=== Texte proposé ===
-----

Passengers
|de Morten Tyldum, 2016, ****
Dans un astronef de transport, passagers et membres d’équipage sont en hibernation. Sauf un. Un passager réveillé neuf décennies trop tôt, seul dans ce paquebot lâché dans le vide.
Oui, voilà. Vous avez le fils naturel de Seul au monde et d’une partie du deuxième volume de Bételgeuse (la BD de Leo), dans un décor inspiré de La croisière s’amuse et de tous les films de SF des quarante dernières années.
Pourtant, ça passe bien. L’équilibre entre comédie et drame est franchement réussi, avec un androïde de bar jouant à la fois sur le drôle et le tragique, un hommage grinçant à la lutte des classes sur le Titanic (oui, même sur les voyages interstellaires, il y a les passagers de première et les autres…), et des scénaristes qui aiment bien parfois retourner leurs idées comme des crêpes — le technicien qui, enfin, devrait pouvoir faire quelque chose, n’a pas tout à fait le futur qu’on attendait de lui…
Sur le plan technique, l’œuvre est soignée du côté cinématographique : scénario, montage, réalisation sont des pièces d’orfèvrerie, bien aidées par un trio d’acteurs en très grande forme. Oui, Chris Pratt est convaincant. Je sais, ça fait un choc. Le personnage qui lui est proposé est, il faut dire, bien fichu, avec un côté The last man on Earth et un vrai enjeu moral au début — vivre et crever seul ou attirer quelqu’un dans sa galère ? Certains éléments sont du pur génie de cinéma, comme la première sortie extra-véhiculaire ou surtout le moment où la gravité artificielle est perdue alors que l’héroïne est dans la piscine (on en voit une seconde dans la bande-annonce, mais la scène du film reste un sommet d’angoisse). Le bouquet final est en revanche un poil déjà-vu et les retrouvailles sont moins bien foutues que dans Seul sur Mars…
Ce qui est plutôt logique : contrairement à lui, Passengers est aussi peu soigné sur le plan scientifique que travaillé sur le plan cinématographique. Ici, on utilise plutôt la SF comme un cadre pour un huis-clos comique/tragique/sentimental assez classique, et on se préoccupe peu de réalisme technique. Les auteurs n’ont ainsi pas compris que le seul intérêt de faire une couronne rotative sur un vaisseau spatial est d’utiliser la force centrifuge pour créer une gravité. Donc, si on y met une porte pour une sortie extra-véhiculaire, l’astronaute ne va pas flotter gentiment, mais tomber jusqu’au bout du câble, qu’il atteindra après l’équivalent d’une chute libre sans frottement — il va donc y laisser un paquet de côtes. Et quand on flotte librement, il n’y a absolument aucune raison pour qu’une larme coule vers le bas de la joue : elle va plutôt former une bulle là où elle apparaît, comme exactement 100 % des liquides lâchés en apesanteur. Plus gênant encore : si l’on coupe l’alimentation, la couronne va forcément continuer à tourner un moment sur son inertie. La gravité ne va donc pas y disparaître instantanément. Voilà, la scène de la piscine, qui est sans doute le principal chef-d’œuvre cinématographique du film, est également sa plus grande aberration technique !

-----

=== Données ===
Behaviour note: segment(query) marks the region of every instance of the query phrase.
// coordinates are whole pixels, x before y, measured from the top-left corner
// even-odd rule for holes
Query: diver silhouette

-----

=== Consigne ===
Extrayez de la critique de Passengers, sans rien modifier, le passage situé entre « Oui, voilà. Vous » et « quarante dernières années. », ces deux bornes comprises.

=== Corrigé ===
Oui, voilà. Vous avez le fils naturel de Seul au monde et d’une partie du deuxième volume de Bételgeuse (la BD de Leo), dans un décor inspiré de La croisière s’amuse et de tous les films de SF des quarante dernières années.